OBJECTIVE
List each line of the data below that contains the word "doorway", copying every such line in full.

****************

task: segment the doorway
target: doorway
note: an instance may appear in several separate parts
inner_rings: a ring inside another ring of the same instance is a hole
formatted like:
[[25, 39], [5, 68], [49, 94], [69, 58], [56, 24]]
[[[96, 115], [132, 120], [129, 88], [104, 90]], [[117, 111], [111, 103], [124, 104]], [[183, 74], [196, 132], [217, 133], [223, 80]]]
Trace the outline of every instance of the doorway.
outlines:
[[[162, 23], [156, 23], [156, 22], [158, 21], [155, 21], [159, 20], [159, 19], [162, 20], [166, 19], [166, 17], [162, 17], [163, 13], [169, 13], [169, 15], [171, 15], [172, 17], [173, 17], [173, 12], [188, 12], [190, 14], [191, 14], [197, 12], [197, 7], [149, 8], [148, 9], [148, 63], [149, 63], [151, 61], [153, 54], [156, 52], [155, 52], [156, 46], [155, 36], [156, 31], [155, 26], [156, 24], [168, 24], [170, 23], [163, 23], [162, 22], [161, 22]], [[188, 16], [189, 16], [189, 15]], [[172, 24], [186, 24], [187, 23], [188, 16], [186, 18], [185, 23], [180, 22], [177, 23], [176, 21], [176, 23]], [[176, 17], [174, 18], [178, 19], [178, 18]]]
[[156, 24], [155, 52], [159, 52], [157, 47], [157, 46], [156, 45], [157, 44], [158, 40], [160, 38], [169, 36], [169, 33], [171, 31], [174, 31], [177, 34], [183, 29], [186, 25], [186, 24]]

****************

OUTPUT FOR THIS TASK
task: segment the doorway
target: doorway
Trace the outline of every instance of the doorway.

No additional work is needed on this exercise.